- Given instruction
Reproduce word for word the lines of the entries from the line with "Practice. Point out each instance of the cobblestone" through the end of the entries, leaving out the pictures.

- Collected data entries
-------------------------

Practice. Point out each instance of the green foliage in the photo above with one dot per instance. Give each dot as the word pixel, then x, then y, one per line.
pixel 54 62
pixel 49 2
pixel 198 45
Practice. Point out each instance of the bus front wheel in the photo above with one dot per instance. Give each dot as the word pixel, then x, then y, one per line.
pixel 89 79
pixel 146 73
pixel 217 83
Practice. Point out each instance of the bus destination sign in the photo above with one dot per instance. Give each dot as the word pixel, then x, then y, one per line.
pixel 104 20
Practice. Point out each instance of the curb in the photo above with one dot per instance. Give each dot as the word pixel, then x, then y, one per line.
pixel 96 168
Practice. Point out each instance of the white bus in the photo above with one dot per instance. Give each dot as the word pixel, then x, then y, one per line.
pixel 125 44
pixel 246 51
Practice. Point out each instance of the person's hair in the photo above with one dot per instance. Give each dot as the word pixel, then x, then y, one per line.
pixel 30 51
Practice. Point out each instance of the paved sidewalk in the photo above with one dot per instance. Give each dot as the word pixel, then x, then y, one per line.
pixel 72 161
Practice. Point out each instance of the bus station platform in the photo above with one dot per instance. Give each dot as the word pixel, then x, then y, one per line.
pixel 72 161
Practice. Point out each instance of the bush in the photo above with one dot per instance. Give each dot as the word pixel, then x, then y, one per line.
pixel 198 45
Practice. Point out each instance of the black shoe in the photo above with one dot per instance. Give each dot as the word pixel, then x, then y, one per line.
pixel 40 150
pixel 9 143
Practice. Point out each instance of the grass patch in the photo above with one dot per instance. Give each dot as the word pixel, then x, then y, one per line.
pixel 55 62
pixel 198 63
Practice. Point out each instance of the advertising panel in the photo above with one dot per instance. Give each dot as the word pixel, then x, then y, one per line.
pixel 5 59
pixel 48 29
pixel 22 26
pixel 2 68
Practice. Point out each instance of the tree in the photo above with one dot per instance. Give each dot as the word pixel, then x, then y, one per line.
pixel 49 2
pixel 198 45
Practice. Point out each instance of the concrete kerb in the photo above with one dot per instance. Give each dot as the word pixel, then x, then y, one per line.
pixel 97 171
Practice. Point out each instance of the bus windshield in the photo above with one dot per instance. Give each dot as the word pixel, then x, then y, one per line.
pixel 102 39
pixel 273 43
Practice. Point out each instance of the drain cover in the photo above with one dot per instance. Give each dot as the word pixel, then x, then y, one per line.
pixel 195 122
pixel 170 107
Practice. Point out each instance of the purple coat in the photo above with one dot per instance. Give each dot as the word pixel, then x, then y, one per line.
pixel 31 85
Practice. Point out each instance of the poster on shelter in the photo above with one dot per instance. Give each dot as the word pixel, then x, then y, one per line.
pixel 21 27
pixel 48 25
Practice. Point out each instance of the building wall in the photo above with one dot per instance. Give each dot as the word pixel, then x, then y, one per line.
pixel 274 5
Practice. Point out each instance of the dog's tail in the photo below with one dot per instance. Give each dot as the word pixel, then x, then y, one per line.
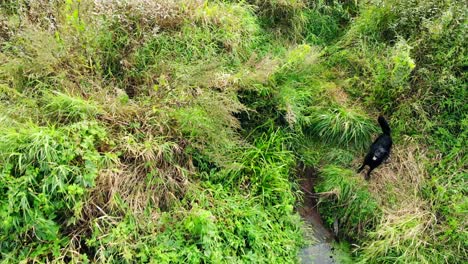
pixel 384 125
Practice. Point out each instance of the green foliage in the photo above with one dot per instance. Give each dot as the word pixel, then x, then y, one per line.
pixel 225 219
pixel 209 105
pixel 44 177
pixel 346 199
pixel 343 127
pixel 63 107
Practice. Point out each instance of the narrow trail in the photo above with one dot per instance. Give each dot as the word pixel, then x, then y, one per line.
pixel 321 251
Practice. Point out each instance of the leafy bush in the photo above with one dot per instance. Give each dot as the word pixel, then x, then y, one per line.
pixel 346 199
pixel 44 180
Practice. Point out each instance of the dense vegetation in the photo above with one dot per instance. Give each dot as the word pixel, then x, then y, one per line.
pixel 169 131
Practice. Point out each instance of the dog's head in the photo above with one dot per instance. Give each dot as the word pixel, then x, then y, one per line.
pixel 379 154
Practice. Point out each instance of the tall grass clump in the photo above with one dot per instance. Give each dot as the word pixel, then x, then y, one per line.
pixel 340 126
pixel 46 173
pixel 226 218
pixel 345 198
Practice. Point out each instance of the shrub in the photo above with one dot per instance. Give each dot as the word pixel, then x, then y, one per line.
pixel 44 179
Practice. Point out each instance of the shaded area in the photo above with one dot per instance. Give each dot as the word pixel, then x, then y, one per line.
pixel 321 250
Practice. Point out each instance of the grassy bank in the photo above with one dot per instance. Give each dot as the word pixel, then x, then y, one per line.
pixel 169 131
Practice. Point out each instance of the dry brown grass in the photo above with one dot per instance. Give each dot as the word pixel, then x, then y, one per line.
pixel 403 175
pixel 407 222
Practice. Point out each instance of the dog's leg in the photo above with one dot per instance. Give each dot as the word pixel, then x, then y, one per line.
pixel 361 168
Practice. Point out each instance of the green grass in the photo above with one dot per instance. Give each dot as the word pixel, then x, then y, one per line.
pixel 169 131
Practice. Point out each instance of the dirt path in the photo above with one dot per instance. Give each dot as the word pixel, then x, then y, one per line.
pixel 321 249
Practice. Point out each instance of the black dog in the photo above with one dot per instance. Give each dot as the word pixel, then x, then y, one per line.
pixel 379 150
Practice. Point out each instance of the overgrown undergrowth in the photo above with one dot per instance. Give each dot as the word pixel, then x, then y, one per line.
pixel 168 131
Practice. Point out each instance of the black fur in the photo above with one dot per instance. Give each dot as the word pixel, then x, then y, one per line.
pixel 379 150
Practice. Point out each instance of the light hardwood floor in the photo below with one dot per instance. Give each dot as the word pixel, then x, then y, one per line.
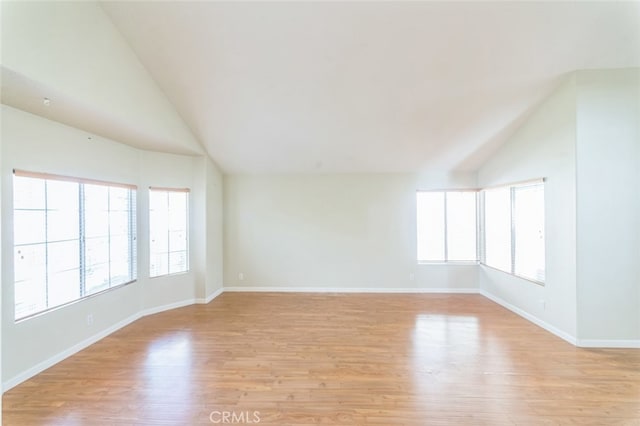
pixel 347 359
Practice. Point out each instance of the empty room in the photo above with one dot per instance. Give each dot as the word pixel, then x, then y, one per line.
pixel 331 212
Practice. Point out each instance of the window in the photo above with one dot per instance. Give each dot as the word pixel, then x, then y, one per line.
pixel 514 230
pixel 168 231
pixel 446 226
pixel 72 238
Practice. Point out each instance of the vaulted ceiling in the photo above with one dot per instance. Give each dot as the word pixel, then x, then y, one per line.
pixel 289 87
pixel 367 86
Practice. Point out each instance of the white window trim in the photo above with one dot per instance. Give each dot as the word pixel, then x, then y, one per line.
pixel 82 284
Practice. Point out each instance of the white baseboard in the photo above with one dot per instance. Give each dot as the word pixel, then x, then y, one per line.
pixel 537 321
pixel 622 344
pixel 212 296
pixel 40 367
pixel 167 307
pixel 352 290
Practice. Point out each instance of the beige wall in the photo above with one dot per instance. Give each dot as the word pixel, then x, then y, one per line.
pixel 36 144
pixel 332 232
pixel 608 188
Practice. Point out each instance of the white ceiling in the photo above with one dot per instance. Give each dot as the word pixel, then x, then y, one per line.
pixel 288 87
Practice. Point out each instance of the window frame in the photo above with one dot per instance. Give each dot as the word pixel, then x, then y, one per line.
pixel 445 229
pixel 168 191
pixel 82 254
pixel 512 188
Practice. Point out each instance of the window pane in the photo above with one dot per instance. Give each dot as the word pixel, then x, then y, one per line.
pixel 64 287
pixel 178 262
pixel 430 226
pixel 177 211
pixel 159 264
pixel 29 226
pixel 63 225
pixel 168 223
pixel 497 210
pixel 118 199
pixel 62 195
pixel 96 251
pixel 118 223
pixel 60 225
pixel 120 260
pixel 461 226
pixel 96 278
pixel 63 256
pixel 529 232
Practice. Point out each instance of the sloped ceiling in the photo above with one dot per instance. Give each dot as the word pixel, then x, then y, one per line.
pixel 290 87
pixel 367 86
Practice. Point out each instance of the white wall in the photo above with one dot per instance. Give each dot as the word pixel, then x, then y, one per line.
pixel 72 53
pixel 331 232
pixel 608 196
pixel 543 147
pixel 214 278
pixel 36 144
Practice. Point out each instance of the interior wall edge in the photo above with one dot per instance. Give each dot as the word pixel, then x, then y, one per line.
pixel 531 318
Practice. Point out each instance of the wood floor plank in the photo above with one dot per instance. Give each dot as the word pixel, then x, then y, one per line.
pixel 341 359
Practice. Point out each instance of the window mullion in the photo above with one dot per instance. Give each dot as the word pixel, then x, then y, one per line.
pixel 446 231
pixel 513 229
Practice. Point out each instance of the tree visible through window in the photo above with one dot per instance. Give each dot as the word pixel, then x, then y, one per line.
pixel 514 229
pixel 447 226
pixel 168 231
pixel 72 238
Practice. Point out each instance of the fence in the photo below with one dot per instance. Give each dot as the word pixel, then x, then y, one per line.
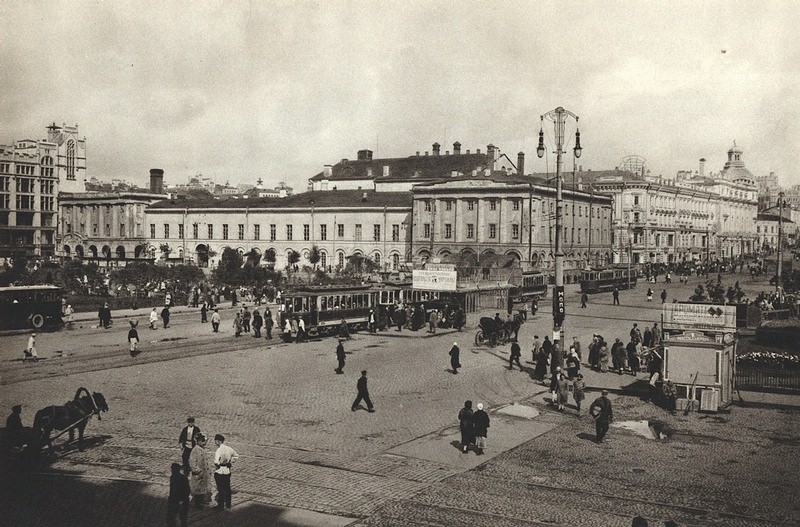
pixel 766 378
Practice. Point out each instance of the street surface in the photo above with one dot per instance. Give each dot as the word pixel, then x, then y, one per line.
pixel 306 459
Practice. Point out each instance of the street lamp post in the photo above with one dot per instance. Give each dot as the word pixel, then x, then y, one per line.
pixel 559 117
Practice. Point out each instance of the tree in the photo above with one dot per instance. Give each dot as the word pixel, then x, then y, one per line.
pixel 314 256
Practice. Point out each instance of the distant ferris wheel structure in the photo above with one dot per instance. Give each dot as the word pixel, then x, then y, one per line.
pixel 634 164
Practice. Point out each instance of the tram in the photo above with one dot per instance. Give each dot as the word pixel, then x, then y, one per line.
pixel 606 279
pixel 30 306
pixel 323 308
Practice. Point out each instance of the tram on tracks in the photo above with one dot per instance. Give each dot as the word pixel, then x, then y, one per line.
pixel 607 279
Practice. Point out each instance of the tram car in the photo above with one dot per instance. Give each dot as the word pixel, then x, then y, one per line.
pixel 606 279
pixel 323 308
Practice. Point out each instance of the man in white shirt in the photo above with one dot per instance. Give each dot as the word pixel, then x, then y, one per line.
pixel 224 458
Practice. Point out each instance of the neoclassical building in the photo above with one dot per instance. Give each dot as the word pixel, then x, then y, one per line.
pixel 32 173
pixel 512 216
pixel 339 223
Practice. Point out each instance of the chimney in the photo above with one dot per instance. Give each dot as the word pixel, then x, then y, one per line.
pixel 156 181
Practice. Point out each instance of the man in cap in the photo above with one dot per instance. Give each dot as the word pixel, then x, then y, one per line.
pixel 603 414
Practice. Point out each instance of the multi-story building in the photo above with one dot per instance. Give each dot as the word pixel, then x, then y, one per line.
pixel 109 228
pixel 511 216
pixel 32 173
pixel 338 223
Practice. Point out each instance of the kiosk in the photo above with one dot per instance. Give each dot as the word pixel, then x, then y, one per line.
pixel 700 354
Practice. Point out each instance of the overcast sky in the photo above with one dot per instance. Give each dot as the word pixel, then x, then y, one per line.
pixel 277 89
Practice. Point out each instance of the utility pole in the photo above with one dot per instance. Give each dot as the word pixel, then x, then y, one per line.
pixel 559 117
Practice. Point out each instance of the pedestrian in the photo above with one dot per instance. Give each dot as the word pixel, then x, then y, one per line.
pixel 224 458
pixel 178 500
pixel 187 440
pixel 165 316
pixel 363 394
pixel 563 391
pixel 480 425
pixel 246 315
pixel 455 353
pixel 466 426
pixel 603 414
pixel 268 323
pixel 69 316
pixel 578 389
pixel 215 320
pixel 257 323
pixel 153 318
pixel 133 338
pixel 340 357
pixel 516 353
pixel 201 471
pixel 535 348
pixel 30 349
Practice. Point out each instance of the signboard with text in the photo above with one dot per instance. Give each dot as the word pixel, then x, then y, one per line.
pixel 434 280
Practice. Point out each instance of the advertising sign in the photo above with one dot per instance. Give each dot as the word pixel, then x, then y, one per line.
pixel 434 280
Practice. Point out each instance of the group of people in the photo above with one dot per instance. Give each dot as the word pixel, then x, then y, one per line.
pixel 191 479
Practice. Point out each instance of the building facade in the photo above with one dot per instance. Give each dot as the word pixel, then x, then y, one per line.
pixel 32 173
pixel 338 223
pixel 511 216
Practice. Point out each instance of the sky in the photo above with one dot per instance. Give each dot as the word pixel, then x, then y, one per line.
pixel 238 91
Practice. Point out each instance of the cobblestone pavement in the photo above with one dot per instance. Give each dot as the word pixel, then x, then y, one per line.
pixel 308 460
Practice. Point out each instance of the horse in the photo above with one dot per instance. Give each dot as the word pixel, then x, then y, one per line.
pixel 74 414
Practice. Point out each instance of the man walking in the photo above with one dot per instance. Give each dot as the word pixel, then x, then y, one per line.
pixel 340 356
pixel 455 361
pixel 363 393
pixel 224 458
pixel 603 414
pixel 516 353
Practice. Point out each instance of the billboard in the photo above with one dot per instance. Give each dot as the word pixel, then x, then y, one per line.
pixel 434 280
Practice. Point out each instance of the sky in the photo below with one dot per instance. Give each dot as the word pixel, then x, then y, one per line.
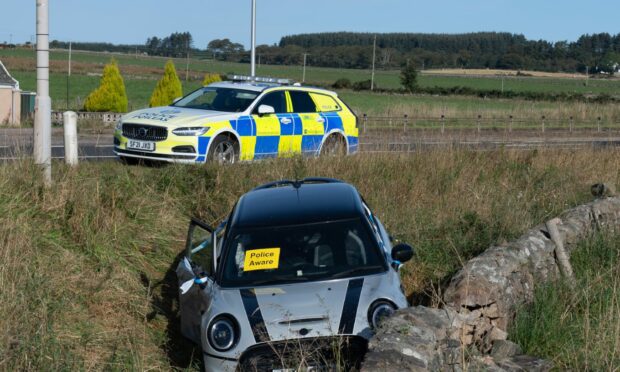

-------------------------

- Output of the exercise
Practice. Point out each instance of the cobblestone pavement in the photo above with one dot per instance. Give each dot as the word pixel, then x, then y, one per line.
pixel 308 460
Practice. Point out each instance of the horse in the photo above with one dot per instance. Give each dot as the word pixel, then x, then y, one per line.
pixel 74 414
Practice. Point out each instance of the man walking in the photo above with one dot per instance. Give each dot as the word pixel, then x, then y, one per line.
pixel 340 356
pixel 455 361
pixel 363 393
pixel 224 458
pixel 603 414
pixel 516 353
Practice. Point out each instance of the billboard in the photo above with one dot per instance. Give each dot as the word pixel, then x, then y, one per line.
pixel 434 280
Practice. Point out each instance of the sky in the photo below with one dot per instance. Give each dot as the word pixel, then x, then y, one per line.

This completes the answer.